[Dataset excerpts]
=-=-=-=-=
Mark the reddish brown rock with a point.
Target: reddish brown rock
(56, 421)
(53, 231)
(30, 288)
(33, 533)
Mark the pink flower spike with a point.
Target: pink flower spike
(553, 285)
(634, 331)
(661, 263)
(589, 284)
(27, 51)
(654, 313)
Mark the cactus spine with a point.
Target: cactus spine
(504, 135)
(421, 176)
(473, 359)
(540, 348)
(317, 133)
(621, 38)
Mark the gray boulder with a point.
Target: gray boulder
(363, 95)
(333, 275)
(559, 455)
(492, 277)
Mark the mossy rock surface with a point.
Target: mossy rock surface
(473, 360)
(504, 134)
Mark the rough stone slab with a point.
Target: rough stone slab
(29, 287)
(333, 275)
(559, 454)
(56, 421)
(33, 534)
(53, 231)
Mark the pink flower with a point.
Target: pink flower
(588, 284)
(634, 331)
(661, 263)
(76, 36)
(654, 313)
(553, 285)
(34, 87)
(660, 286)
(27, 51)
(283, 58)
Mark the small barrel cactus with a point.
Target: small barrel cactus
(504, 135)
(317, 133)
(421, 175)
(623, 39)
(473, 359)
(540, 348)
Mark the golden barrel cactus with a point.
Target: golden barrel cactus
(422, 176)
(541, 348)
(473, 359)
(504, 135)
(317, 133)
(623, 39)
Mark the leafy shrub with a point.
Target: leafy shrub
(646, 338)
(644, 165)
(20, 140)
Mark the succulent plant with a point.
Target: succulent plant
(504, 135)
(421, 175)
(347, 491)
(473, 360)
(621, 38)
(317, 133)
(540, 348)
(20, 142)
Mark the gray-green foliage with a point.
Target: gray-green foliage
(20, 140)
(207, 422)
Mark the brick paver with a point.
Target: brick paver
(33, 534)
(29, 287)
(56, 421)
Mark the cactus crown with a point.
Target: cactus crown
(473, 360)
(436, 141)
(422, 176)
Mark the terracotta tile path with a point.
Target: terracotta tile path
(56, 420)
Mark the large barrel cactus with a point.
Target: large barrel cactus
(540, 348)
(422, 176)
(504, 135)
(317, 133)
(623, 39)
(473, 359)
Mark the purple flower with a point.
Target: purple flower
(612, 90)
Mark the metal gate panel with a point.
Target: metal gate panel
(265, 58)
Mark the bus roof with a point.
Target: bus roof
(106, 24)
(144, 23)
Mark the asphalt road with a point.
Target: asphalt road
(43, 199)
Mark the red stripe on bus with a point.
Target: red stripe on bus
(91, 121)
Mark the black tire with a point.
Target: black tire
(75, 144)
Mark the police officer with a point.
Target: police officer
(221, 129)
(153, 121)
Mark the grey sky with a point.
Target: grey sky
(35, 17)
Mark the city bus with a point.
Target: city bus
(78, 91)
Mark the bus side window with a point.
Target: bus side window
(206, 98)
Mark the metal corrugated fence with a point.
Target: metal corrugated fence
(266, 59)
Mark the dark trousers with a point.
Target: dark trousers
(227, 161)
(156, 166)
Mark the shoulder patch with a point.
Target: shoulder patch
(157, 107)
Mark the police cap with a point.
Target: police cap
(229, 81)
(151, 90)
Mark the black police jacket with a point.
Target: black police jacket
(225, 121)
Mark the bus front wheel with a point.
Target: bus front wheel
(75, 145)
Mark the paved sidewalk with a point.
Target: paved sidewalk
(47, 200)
=-=-=-=-=
*Task brief:*
In the records above, the line with "Mark the pink flower spike with a point." marks the start and the line with "Mark the brick paver with a point." marks the end; copy that stretch exactly, both lines included, and nothing else.

*Solution to this problem:*
Mark the pink flower spike with a point.
Target: pink flower spike
(553, 285)
(634, 331)
(661, 263)
(589, 284)
(27, 51)
(654, 313)
Mark the cactus spine with a point.
Target: cactus spine
(504, 135)
(421, 176)
(473, 359)
(540, 348)
(317, 133)
(621, 38)
Mark the gray boulder with a point.
Target: gray boulder
(363, 95)
(333, 275)
(559, 455)
(492, 277)
Mark the mossy rock surface with a point.
Target: mossy rock surface
(473, 360)
(504, 134)
Mark the rough stone slab with a point.
Target: rough stone slab
(29, 287)
(333, 275)
(559, 454)
(56, 421)
(33, 534)
(53, 231)
Mark the pink flower with a point.
Target: pink flower
(588, 284)
(634, 331)
(661, 263)
(76, 36)
(654, 313)
(553, 285)
(34, 87)
(660, 286)
(27, 51)
(283, 58)
Mark the small barrel cactus with a point.
Target: small barrel cactus
(504, 135)
(317, 133)
(421, 175)
(623, 39)
(473, 359)
(540, 348)
Mark the golden barrel cactus with a point.
Target: golden barrel cactus
(422, 176)
(541, 348)
(473, 359)
(504, 135)
(317, 133)
(623, 39)
Mark the leafy shrub with a point.
Target: leafy shrub
(646, 338)
(644, 165)
(20, 140)
Mark the succulent plant with a point.
Target: succulent plant
(504, 135)
(421, 175)
(347, 491)
(473, 360)
(621, 38)
(317, 133)
(540, 348)
(20, 142)
Mark the gray-green foliage with a point.
Target: gray-green foliage
(20, 140)
(207, 422)
Mark the brick paver with a point.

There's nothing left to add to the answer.